--- Jobs ---
A - Answer these questions from the passage on crew survey measures below, one answer per line, marked as the questions are:
(i) How many items were used to assess crew members' intentions to leave?
(ii) What were the two end points of the scale for the intention-to-leave responses?
(iii) On the job satisfaction scale, what did a response of 1 mean?
B - Reproduce the stretch of the passage on crew survey measures below from "Crew members’ intentions" through "scale was satisfactory (Cronbach’s alpha = 0.70).".
C - The passage on crew survey measures below quotes the statements used to assess crew members' intentions to leave. List every one of these statements.

--- Text provided ---
Crew members’ intentions to leave were assessed by the following 3 items: “I often think of leaving the shipping company”, “In the next 12 months I wish to move to an onshore job”, and “It is very possible that I will look for a new job within the next 12 months”. Responses were given on a 5-point scale ranging from “Completely disagree” to “Completely agree”. The internal consistency of the items was satisfactory (Cronbach’s alpha = 0.70).

Three items from the Job Satisfaction Scale — short version [21] were included to investigate job satisfaction among the respondents. For each item, respondents gave their answers on a 5-point Likert scale, where 1 = ‘‘strongly disagree’’ and 5 = ‘‘strongly agree’’. The internal consistency of the scale was satisfactory (Cronbach’s alpha = 0.70).

--- Supplied data ---
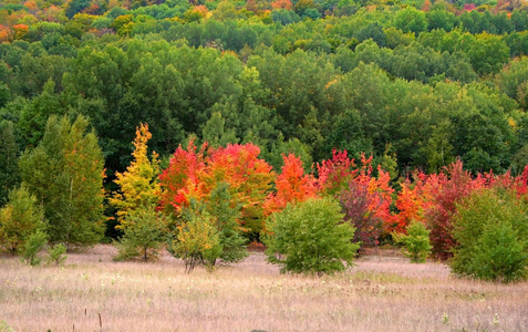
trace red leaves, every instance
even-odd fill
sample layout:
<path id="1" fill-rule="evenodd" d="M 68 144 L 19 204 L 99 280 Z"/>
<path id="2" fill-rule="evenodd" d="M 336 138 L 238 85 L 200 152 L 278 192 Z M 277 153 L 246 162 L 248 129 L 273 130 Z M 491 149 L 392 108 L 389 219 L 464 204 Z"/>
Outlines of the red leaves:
...
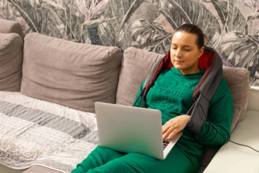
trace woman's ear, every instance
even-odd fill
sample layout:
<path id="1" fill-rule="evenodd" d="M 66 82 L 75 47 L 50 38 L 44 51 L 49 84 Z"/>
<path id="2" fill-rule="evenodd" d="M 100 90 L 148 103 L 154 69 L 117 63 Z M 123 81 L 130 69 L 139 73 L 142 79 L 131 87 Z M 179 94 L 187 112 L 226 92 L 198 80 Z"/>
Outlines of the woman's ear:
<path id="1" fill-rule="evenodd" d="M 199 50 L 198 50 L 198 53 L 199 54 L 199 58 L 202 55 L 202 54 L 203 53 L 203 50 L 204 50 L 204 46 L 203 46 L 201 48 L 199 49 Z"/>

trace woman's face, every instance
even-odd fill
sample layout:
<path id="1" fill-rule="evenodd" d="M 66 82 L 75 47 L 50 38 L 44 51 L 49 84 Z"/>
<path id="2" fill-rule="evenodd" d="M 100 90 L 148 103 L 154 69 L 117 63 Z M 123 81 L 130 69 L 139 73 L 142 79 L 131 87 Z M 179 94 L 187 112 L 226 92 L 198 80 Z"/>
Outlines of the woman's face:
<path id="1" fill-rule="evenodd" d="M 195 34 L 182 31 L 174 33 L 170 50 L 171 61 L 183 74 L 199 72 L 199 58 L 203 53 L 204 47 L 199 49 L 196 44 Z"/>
---
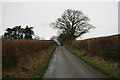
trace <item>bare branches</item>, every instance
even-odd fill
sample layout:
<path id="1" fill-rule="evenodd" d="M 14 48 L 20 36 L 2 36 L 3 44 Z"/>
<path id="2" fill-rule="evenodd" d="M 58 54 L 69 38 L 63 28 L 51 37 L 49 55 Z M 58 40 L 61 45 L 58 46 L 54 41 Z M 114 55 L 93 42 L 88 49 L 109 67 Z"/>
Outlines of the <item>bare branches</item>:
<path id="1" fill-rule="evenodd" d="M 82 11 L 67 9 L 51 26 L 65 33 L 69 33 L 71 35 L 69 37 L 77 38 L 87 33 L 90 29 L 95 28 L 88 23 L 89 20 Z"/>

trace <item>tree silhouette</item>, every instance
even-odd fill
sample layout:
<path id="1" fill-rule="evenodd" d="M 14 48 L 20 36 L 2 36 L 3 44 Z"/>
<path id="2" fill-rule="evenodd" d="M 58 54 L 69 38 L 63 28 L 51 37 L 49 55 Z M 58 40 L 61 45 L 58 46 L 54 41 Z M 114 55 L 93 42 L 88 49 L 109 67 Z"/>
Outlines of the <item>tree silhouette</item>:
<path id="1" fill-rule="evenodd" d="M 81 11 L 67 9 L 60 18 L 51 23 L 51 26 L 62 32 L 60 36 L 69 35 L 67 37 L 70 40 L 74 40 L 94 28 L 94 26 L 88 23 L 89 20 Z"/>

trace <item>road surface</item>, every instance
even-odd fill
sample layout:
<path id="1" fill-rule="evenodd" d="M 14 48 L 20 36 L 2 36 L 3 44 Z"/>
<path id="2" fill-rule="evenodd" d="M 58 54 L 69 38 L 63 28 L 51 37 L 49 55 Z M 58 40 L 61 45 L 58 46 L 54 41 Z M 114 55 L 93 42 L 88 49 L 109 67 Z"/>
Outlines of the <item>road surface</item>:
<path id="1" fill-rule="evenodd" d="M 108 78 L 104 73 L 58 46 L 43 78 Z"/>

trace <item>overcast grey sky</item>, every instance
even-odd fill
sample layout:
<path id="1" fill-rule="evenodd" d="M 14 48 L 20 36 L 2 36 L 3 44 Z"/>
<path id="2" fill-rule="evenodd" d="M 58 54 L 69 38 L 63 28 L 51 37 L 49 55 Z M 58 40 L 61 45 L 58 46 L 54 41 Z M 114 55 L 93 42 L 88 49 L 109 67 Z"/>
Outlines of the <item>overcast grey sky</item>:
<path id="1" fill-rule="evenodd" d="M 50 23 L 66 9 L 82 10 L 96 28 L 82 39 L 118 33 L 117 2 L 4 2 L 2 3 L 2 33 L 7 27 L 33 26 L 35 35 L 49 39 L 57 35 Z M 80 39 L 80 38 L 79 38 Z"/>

--- Answers to each task ---
A -
(i) 3
(ii) "Completely disagree" and "Completely agree"
(iii) Strongly disagree

B -
Crew members’ intentions to leave were assessed by the following 3 items: “I often think of leaving the shipping company”, “In the next 12 months I wish to move to an onshore job”, and “It is very possible that I will look for a new job within the next 12 months”. Responses were given on a 5-point scale ranging from “Completely disagree” to “Completely agree”. The internal consistency of the items was satisfactory (Cronbach’s alpha = 0.70).

Three items from the Job Satisfaction Scale — short version [21] were included to investigate job satisfaction among the respondents. For each item, respondents gave their answers on a 5-point Likert scale, where 1 = ‘‘strongly disagree’’ and 5 = ‘‘strongly agree’’. The internal consistency of the scale was satisfactory (Cronbach’s alpha = 0.70).

C -
- "I often think of leaving the shipping company"
- "In the next 12 months I wish to move to an onshore job"
- "It is very possible that I will look for a new job within the next 12 months"